• [WORK TO BE COMPLETED]: Rewrite the rows below as a Markdown table with the columns "No." and "Line," giving each line its own number and skipping blank lines. Leave the pictures out of the answer.

━━ RECORDS TO PROCESS

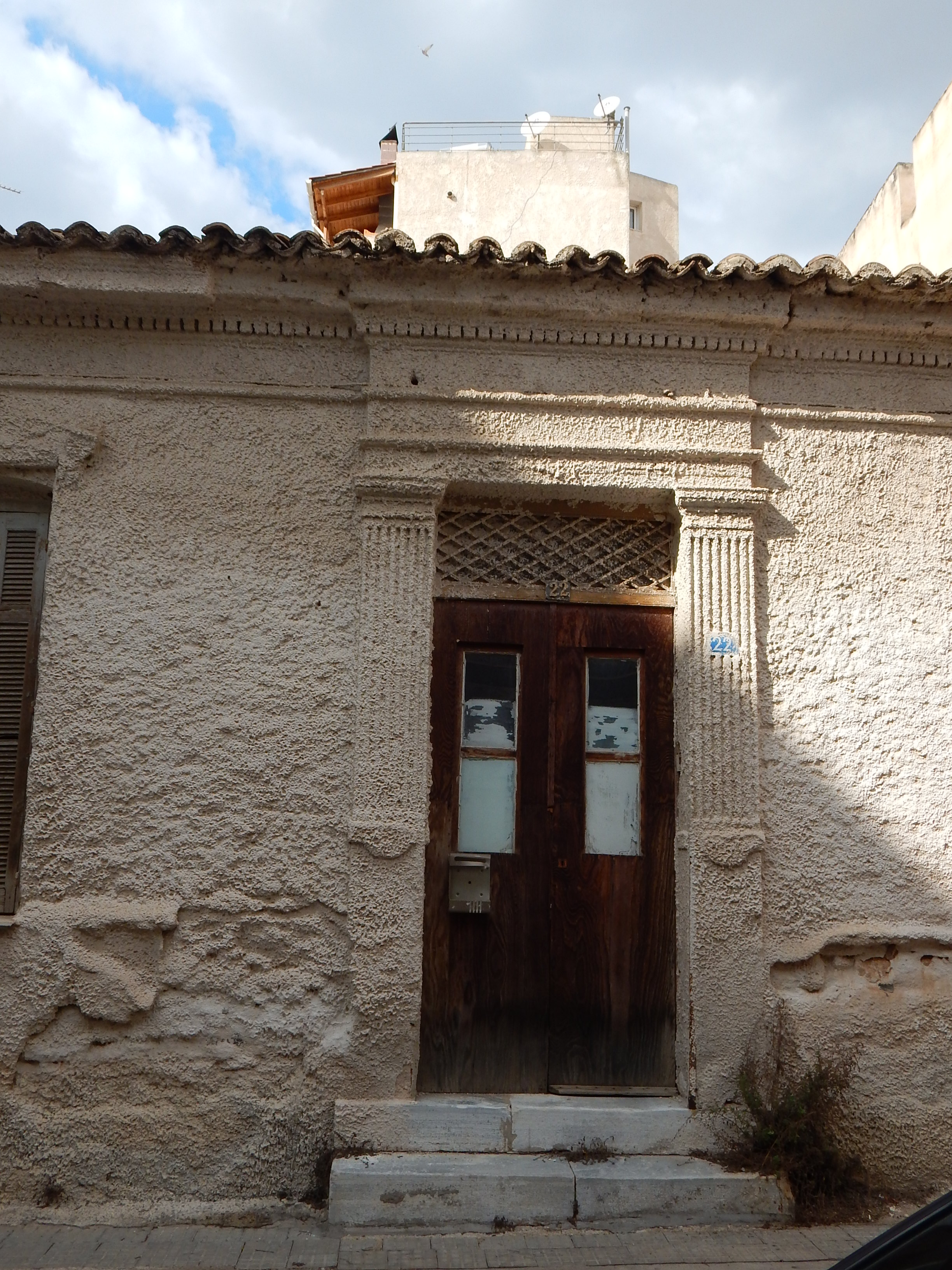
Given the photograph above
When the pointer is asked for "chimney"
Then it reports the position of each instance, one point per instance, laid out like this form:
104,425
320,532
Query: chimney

━━━━

• [SOLUTION FOR THIS TASK]:
| No. | Line |
|---|---|
| 1 | Given the photograph above |
| 2 | When the pointer is asked for "chimney" |
| 3 | Then it reports the position of each instance, one point per instance, laid out like this form: |
| 4 | 104,425 |
| 5 | 320,532 |
| 6 | Query: chimney |